══ Excerpted data ══
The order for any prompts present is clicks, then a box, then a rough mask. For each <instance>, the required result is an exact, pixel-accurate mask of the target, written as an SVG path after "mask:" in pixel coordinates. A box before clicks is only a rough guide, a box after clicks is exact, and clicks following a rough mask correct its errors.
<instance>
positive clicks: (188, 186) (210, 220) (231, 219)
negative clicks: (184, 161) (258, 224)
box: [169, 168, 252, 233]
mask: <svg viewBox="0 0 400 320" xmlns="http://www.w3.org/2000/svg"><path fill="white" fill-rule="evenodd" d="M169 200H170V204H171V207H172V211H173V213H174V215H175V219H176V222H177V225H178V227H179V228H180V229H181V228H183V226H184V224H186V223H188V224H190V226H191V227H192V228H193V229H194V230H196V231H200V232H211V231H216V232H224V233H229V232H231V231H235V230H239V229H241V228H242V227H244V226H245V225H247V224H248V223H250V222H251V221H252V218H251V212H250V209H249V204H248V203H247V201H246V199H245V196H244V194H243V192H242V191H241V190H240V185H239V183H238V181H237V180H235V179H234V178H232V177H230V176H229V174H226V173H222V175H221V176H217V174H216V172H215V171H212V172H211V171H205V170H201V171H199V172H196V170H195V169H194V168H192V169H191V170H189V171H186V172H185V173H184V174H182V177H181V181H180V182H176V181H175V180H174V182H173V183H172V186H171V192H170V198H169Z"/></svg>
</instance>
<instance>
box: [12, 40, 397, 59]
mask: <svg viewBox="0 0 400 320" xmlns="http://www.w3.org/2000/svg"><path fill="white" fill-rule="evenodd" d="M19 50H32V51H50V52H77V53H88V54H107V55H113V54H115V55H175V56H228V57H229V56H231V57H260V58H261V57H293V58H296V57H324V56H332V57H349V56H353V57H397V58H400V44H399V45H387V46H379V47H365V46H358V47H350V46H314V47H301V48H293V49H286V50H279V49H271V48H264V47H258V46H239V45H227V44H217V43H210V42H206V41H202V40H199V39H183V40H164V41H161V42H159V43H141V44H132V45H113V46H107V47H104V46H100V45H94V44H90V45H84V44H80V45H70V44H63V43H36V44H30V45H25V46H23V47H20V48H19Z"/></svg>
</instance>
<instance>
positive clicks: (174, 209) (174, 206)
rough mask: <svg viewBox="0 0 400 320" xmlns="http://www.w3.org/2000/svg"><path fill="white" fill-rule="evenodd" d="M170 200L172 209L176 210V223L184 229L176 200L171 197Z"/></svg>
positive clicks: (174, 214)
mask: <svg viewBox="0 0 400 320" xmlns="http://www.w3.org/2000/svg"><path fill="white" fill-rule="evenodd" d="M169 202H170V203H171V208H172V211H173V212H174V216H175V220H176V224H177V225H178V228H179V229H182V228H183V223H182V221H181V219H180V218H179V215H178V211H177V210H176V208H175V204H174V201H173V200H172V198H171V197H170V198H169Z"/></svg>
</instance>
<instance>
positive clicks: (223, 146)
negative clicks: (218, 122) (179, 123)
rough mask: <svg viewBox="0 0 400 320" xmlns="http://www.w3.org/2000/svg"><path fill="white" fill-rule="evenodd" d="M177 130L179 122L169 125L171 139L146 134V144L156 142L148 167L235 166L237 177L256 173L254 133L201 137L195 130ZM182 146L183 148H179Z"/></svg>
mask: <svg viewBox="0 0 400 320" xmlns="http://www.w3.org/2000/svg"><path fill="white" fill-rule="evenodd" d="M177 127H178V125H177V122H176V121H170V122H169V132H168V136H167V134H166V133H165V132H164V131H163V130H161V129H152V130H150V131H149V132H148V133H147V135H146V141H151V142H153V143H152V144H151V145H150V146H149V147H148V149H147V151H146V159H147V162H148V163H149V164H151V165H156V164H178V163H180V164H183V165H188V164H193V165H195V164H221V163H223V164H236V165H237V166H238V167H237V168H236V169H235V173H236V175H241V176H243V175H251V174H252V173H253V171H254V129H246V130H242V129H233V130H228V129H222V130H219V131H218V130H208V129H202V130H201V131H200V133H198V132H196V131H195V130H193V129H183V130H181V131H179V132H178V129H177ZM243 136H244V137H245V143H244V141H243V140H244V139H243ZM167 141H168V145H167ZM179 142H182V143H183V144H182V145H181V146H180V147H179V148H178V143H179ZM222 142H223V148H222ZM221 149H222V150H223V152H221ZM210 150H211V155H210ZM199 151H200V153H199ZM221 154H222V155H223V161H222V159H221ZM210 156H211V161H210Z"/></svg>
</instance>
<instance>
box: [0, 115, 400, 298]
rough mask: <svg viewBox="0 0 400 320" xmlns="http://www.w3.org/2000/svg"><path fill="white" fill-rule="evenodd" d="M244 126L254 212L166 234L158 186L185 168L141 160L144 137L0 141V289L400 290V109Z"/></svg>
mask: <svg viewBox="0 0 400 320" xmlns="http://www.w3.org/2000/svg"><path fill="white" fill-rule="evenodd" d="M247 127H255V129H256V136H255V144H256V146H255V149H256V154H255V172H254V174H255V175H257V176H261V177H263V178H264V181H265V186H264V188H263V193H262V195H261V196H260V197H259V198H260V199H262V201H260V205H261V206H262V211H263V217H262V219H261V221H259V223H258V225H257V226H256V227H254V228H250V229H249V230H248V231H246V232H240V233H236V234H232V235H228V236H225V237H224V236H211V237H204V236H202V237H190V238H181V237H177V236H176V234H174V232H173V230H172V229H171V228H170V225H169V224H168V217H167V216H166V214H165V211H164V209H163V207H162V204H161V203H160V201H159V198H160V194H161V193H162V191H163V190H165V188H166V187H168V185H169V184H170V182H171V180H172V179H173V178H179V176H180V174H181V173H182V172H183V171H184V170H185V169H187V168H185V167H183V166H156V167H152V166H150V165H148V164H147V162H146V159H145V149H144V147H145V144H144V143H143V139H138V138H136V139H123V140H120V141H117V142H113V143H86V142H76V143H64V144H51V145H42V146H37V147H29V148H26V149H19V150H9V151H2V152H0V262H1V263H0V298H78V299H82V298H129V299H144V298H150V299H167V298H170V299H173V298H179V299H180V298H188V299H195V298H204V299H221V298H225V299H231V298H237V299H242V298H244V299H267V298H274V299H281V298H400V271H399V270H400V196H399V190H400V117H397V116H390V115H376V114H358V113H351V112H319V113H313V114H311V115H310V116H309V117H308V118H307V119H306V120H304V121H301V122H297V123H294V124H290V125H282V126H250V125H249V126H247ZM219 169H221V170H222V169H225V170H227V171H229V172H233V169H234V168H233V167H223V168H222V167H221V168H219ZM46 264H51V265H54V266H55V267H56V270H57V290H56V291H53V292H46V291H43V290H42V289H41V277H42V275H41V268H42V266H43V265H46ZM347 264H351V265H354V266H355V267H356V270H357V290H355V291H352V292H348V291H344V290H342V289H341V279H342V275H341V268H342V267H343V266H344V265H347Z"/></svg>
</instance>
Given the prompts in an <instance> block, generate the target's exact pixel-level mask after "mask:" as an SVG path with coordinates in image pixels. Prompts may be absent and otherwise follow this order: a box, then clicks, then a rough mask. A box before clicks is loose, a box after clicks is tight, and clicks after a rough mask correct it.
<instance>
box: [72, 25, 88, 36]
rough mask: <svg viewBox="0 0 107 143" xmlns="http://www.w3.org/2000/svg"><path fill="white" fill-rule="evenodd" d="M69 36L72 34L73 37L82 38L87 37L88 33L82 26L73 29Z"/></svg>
═══
- [What to work on] Show all lines in the records above that hold "negative".

- [Reply to the task]
negative clicks: (184, 161) (258, 224)
negative clicks: (218, 122) (179, 123)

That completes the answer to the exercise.